• Excerpt provided:

==========

Opinion
No. CV98-0061872S
August 24, 2000
MEMORANDUM OF DECISION ON DEFENDANT DEPALMA'S MOTION TO STRIKE PARAGON'S THIRD-PARTY COMPLAINT (#145)
The plaintiff, Christine Leach, filed a complaint against Paragon Sporting Goods Co., LLC (hereinafter "Paragon"), New Balance Athletic Shoe, Inc., JM Associates, Inc., Merk Acquisition II, Inc., and Insport International, Inc. The plaintiff alleges that she purchased jogging tights and a jacket with reflective material to use for safety and visibility to motorists while jogging in the dark. The plaintiff alleges that, while jogging, she was struck by an automobile at approximately 9:51 p.m. on March 15, 1995, even though she was wearing these jogging tights and jacket.
Paragon filed a two-count complaint against the third-party defendants, Richard D. and Gloria J. DePalma (DePalmas). Count one alleges that if the plaintiff was injured, it was due to the negligence of the DePalmas and the DePalmas' percentage of responsibility should be allocated to them pursuant to General Statutes § 52-572o. Count two alleges that the DePalmas were the direct, immediate and active cause of the alleged injuries and any negligence on the part of Paragon was passive and secondary.

==========

• Data excerpt:
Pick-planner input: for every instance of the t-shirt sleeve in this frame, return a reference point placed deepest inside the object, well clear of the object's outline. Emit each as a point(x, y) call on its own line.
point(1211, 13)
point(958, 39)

==========

• Instruction: Continue the memorandum of decision on the DePalmas' motion to strike, picking up after its final sentence.

• Written reply:
General Statutes § 52-572o (e) provides that "[i]f a judgment has been rendered, any action for contribution must be brought within one year after the judgment becomes final. If no judgment has been rendered, the person bringing the action for contribution either must have (1) discharged by payment the common liability within the period of the statute of limitations applicable to the right of action of the claimant against him and commenced the action for contribution within one year after payment, or (2) agreed while action was pending to discharge the common liability and, within one year after the agreement, have paid the liability and brought an action for contribution."
The DePalmas move to strike both counts of the third-party complaint filed by Paragon on the ground that both counts are legally insufficient. Paragon filed an objection and a supporting memorandum. The DePalmas subsequently filed reply briefs.
"Whenever any party wishes to contest (1) the legal sufficiency of the allegations of any complaint . . . to state a claim upon which relief can be granted . . . that party may do so by filing a motion to strike the contested pleading or part thereof. . . ." Practice Book § 10-39 (a); Pamela B. v. Ment, 244 Conn. 296, 325 n. 21, 709 A.2d 1089 (1998). In ruling on a motion to strike, the court "must take as true the facts alleged in the plaintiff's complaint and must construe the complaint in the manner most favorable to sustaining its legal sufficiency. (Internal quotation marks omitted.) Parsons v. United Technologies Corp., 243 Conn. 66, 68, 700 A.2d 655 (1997); see also Cotto v. United Technologies Corp., 251 Conn. 1, 18, 738 A.2d 623 (1999). "If facts provable in the complaint would support a cause of action, the motion to strike must be denied." (Internal quotation marks omitted.) Bhinder v. Sun Co., 246 Conn. 223, 226, 717 A.2d 202 (1998).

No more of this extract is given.